§ **Assignment**
Could the lines from the line bearing "Can you box every inset photo of smiling" to the end of the records below be copied exactly, with the pictures left out and no other lines added?

(Source records)
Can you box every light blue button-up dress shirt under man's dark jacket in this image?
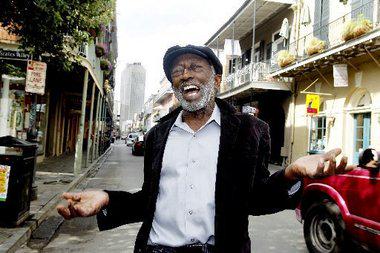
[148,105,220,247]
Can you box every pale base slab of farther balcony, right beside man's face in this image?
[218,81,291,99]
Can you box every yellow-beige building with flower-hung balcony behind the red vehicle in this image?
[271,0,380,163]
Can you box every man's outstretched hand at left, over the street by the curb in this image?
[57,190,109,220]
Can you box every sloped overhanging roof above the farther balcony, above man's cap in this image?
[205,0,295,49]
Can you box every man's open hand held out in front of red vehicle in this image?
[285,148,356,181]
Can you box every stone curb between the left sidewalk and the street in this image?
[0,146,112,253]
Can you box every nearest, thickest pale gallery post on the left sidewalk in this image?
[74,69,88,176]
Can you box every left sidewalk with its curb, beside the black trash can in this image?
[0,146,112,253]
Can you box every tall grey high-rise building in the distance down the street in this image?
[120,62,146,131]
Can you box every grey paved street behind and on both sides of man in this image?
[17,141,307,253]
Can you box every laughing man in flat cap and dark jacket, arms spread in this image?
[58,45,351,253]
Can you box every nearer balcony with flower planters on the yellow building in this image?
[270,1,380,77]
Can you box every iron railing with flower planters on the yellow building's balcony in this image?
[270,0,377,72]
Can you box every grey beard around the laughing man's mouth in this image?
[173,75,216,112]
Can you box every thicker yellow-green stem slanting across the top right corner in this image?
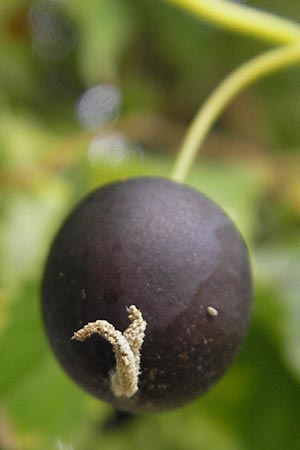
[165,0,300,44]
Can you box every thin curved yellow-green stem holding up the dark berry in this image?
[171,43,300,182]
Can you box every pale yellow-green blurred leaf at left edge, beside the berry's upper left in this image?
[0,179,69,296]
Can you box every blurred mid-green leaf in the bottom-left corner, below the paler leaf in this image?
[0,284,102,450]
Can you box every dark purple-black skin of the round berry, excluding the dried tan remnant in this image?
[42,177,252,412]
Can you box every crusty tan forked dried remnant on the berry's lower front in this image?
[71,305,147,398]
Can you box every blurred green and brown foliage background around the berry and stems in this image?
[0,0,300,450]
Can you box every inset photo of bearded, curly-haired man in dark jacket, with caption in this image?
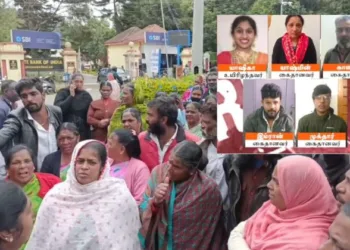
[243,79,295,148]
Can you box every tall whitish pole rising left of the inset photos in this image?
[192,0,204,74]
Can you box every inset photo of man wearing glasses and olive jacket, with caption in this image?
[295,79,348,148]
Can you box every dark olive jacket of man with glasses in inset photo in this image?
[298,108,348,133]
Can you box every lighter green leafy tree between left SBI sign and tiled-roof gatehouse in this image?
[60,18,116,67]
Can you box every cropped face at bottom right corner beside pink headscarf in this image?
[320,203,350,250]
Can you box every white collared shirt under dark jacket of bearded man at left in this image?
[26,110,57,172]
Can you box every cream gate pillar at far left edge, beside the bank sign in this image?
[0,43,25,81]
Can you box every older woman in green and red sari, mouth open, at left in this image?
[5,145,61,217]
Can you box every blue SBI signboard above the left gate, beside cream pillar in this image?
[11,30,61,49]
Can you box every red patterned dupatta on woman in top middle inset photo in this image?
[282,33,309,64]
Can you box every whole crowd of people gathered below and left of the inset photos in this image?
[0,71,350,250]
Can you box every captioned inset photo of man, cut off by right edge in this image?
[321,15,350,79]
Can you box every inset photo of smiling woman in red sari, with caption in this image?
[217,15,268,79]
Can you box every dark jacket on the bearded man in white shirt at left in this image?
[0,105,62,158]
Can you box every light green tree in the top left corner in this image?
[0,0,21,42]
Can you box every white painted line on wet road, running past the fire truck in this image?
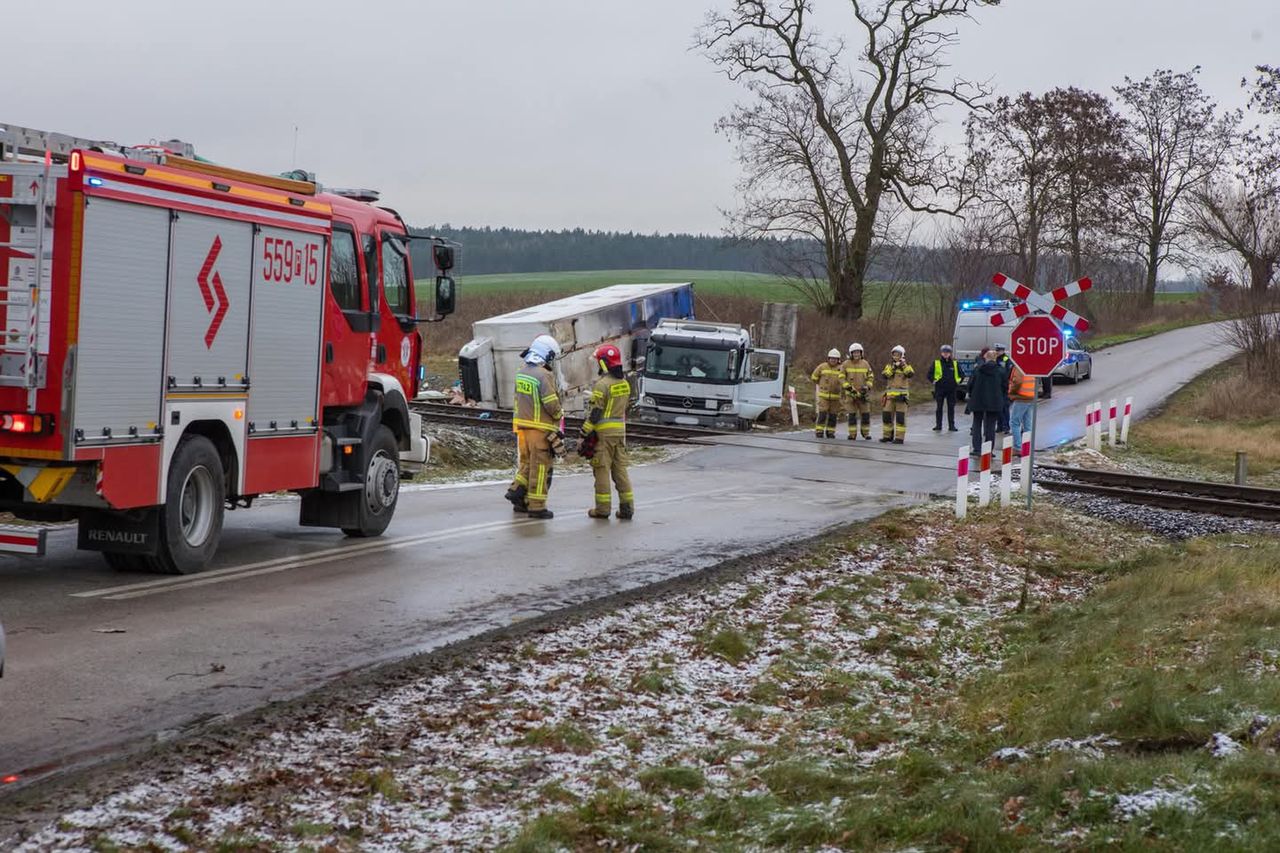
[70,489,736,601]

§ **Task result**
Can you box every inset photo of smiling woman in red sari, with caption in this image?
[217,15,268,79]
Can you box every dark jacket on the bearded man in white shirt at left in this image?
[0,105,62,158]
Can you box every light green tree in the top left corner in this image?
[0,0,21,42]
Can you box every white painted line on wet road, running past the fire truck in this image?
[70,489,736,601]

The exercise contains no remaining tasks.